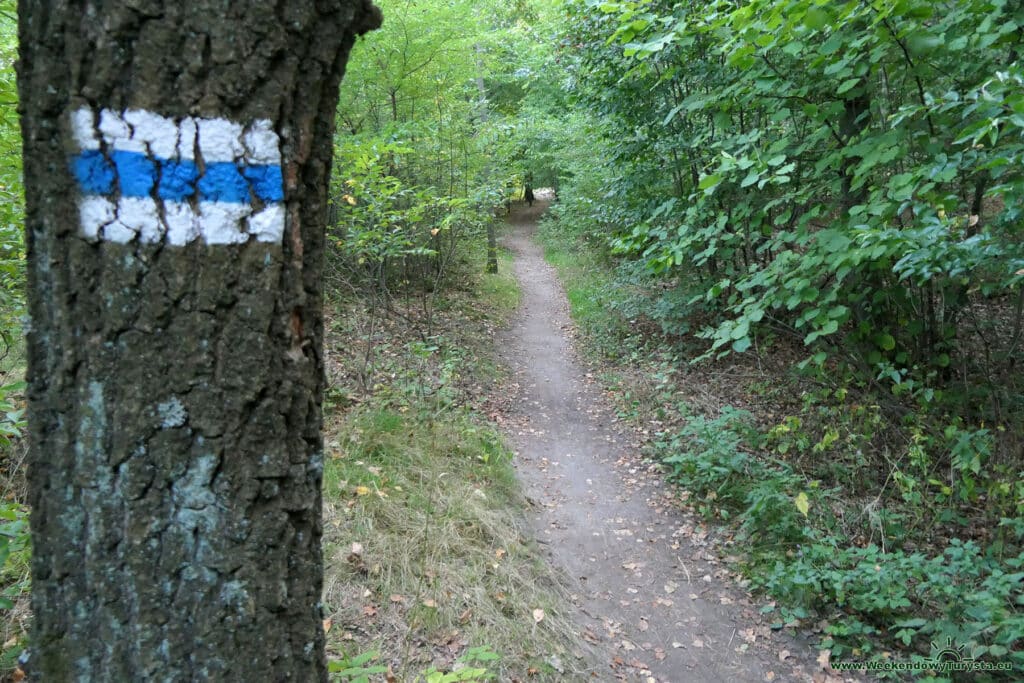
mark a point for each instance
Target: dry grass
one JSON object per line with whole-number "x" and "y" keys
{"x": 427, "y": 554}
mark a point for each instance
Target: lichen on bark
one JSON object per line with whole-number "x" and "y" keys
{"x": 174, "y": 392}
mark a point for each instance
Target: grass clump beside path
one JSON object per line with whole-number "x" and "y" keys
{"x": 426, "y": 553}
{"x": 430, "y": 572}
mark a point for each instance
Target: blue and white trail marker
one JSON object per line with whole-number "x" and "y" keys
{"x": 156, "y": 179}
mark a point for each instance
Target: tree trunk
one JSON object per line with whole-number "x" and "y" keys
{"x": 176, "y": 162}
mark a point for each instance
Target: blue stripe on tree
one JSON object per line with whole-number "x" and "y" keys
{"x": 136, "y": 173}
{"x": 176, "y": 180}
{"x": 222, "y": 182}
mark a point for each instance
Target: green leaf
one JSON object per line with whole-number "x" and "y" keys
{"x": 885, "y": 341}
{"x": 816, "y": 18}
{"x": 803, "y": 503}
{"x": 710, "y": 181}
{"x": 847, "y": 85}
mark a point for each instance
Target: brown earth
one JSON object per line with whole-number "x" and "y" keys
{"x": 652, "y": 593}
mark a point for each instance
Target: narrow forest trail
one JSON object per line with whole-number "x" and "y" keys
{"x": 651, "y": 596}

====

REQUIREMENT: Produce an exact copy of each line of data, skipping embedded images.

FINAL RESULT:
mark a point for each instance
Target: dry grass
one JSON object per line with whole-number "x" and "y" keys
{"x": 427, "y": 554}
mark a point for each instance
Target: lichen on bark
one JSON object per line with whole-number "x" and "y" keys
{"x": 174, "y": 392}
mark a point for each instance
Target: grass clump beside path
one JSON object per line with whole-number "x" and "y" keys
{"x": 426, "y": 553}
{"x": 430, "y": 572}
mark a point for each instance
Target: blue and white trail marker
one JSON object per line with whole-number "x" and "y" keys
{"x": 156, "y": 179}
mark a point for each instance
Target: tree trunk
one JSON object per line with whole-number "x" and "y" keys
{"x": 176, "y": 162}
mark a point for each instance
Target: blue stripe on tree
one JSON object per line with whole-number "x" and "y" keys
{"x": 136, "y": 173}
{"x": 176, "y": 180}
{"x": 222, "y": 182}
mark a point for each instance
Target: green leaf
one JSON object per line with whole-number "x" and "y" keys
{"x": 885, "y": 341}
{"x": 816, "y": 18}
{"x": 803, "y": 503}
{"x": 710, "y": 181}
{"x": 847, "y": 85}
mark a point for each instance
Target: brown earth
one JSON object per line with whole-number "x" and "y" keys
{"x": 652, "y": 593}
mark a point for each instance
Target: narrow forest trail
one JSON object per line with whole-number "x" and "y" keys
{"x": 651, "y": 596}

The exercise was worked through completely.